=== DATA FOR THE TASK ===

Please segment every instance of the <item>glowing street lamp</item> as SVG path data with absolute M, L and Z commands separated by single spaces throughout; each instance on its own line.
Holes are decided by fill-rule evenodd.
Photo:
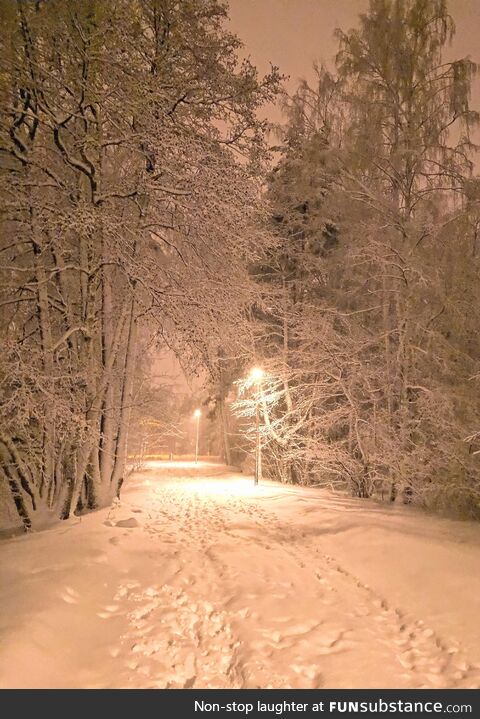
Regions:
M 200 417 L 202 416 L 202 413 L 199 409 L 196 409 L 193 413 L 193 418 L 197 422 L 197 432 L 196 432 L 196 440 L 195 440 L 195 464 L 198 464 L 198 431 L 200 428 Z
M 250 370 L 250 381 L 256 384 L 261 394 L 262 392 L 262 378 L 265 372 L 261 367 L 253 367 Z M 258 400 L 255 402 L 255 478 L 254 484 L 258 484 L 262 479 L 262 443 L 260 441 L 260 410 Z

===
=== DATA FOR THE TASK ===

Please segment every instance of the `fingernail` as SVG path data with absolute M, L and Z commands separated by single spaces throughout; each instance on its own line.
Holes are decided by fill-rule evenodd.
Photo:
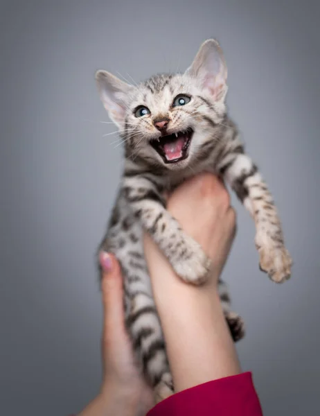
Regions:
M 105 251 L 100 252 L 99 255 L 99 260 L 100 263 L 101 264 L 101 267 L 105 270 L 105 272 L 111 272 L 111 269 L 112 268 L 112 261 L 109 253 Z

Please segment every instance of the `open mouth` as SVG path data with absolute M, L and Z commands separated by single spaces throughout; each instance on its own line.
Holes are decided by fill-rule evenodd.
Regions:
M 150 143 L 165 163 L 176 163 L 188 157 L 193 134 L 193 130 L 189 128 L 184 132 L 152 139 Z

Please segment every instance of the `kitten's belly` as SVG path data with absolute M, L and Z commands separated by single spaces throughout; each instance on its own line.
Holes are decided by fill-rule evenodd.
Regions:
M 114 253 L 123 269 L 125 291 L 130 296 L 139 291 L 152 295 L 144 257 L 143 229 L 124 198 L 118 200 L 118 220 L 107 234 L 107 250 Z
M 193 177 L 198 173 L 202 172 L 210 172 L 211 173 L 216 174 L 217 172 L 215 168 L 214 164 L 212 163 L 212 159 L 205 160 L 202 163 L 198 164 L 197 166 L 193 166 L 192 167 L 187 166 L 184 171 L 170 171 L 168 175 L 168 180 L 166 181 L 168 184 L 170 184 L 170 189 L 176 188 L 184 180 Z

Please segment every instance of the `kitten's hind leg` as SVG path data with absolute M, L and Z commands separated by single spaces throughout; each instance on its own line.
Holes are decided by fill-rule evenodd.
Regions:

===
=== DATA FOR THE TASK ===

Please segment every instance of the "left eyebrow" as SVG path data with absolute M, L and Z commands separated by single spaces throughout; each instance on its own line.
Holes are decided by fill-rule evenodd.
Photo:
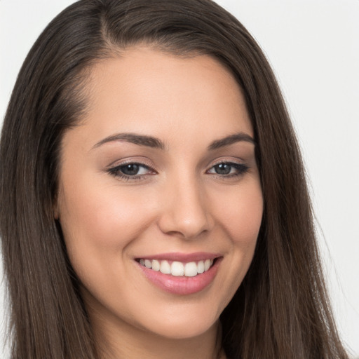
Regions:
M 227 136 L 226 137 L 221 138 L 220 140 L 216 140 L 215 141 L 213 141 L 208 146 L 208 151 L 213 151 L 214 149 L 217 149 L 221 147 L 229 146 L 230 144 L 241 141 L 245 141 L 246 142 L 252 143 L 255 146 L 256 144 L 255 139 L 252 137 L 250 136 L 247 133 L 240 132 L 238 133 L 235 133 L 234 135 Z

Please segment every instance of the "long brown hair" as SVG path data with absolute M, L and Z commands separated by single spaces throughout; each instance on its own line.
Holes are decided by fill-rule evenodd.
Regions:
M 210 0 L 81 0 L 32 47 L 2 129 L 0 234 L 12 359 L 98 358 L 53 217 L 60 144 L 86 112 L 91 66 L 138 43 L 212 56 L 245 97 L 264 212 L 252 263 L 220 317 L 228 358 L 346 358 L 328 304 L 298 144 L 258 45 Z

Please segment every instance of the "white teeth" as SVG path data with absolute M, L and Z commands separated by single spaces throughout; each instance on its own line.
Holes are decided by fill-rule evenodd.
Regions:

===

_EXERCISE PROMPT_. Reproduce the data above word for word, beginning at the line that has "Please segment every instance of the <item>glowing" and stopping after the line that has "M 250 370 L". Omit the pictures.

_FINISHED ANSWER_.
Please segment every instance of the <item>glowing street lamp</item> as SVG path data with absolute M, L and Z commands separated by single spaces throughout; each instance on its own line.
Holes are decided by fill-rule evenodd.
Photo:
Regions:
M 200 417 L 202 416 L 202 413 L 199 409 L 196 409 L 193 413 L 193 418 L 197 422 L 197 432 L 196 432 L 196 440 L 195 440 L 195 464 L 198 464 L 198 431 L 200 428 Z
M 250 370 L 250 381 L 256 384 L 261 394 L 262 392 L 262 378 L 265 372 L 261 367 L 253 367 Z M 258 400 L 255 402 L 255 478 L 254 484 L 258 484 L 262 479 L 262 443 L 260 441 L 260 410 Z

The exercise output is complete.